Schreiben Sie den Textauszug über Philipp Lenhards Buch „Café Marx“ zur Geschichte des Frankfurter Instituts für Sozialforschung im Anschluss an seinen letzten Satz weiter.
== Vorliegender Textauszug
Philipp Lenhard: „Café Marx“

Im Sommer ging zwischen dem Krieg durch Russland in der Ukraine und der drohenden Wiederwahl von Donald Trump in den USA etwas unter, dass sich die Einweihung des Instituts für Sozialforschung in Frankfurt am Main zum hundertsten Mal jährt. Passgenau zum Jubiläum hat Philipp Lenhard die Geschichte der Forschungs- und Lehranstalt unter dem Spitznamen „Café Marx“ – der Spitzname wurde wegen der ideologischen Ausrichtung von Freund und Feind genutzt – veröffentlicht.
====
== Datensatzinhalt
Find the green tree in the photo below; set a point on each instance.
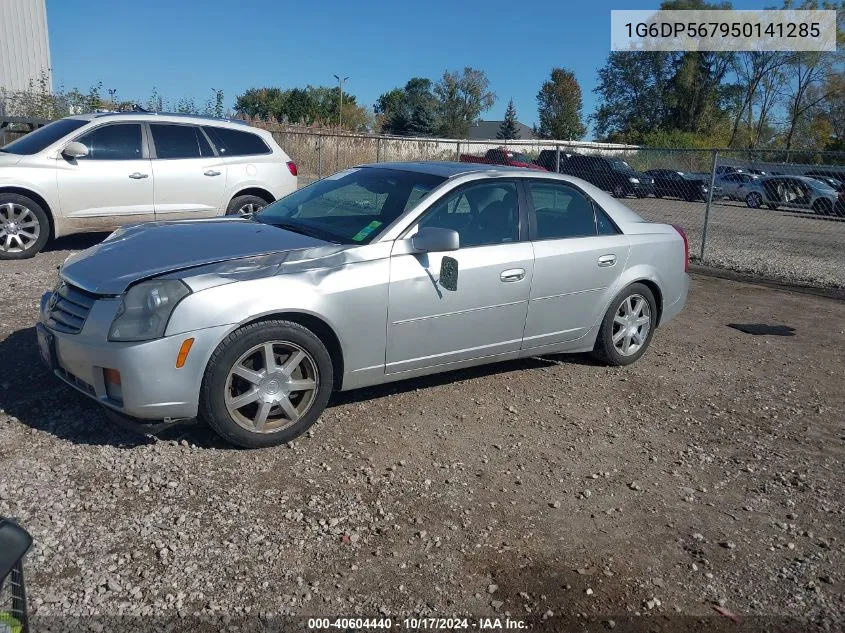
(462, 97)
(559, 105)
(508, 129)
====
Ergebnis:
Für Leserinnen und Leser, die sich über die Bedeutung des Instituts weit über die Grenzen Deutschlands hinweg im Unklaren sind, sei angemerkt, dass spätestens mit der Ausformulierung der sogenannten Kritischen Theorie durch Max Horkheimer und Theodor W. Adorno (den neben Herbert Marcuse bedeutendsten Wissenschaftlern im Institut für Sozialforschung) in „Dialektik der Aufklärung“ 1947 die Verabschiedung vom vormodernen Denken in Analogien und die Hinwendung zu analytischen Erklärungsmodellen für die Welt als beschlossene Sache gelten konnte.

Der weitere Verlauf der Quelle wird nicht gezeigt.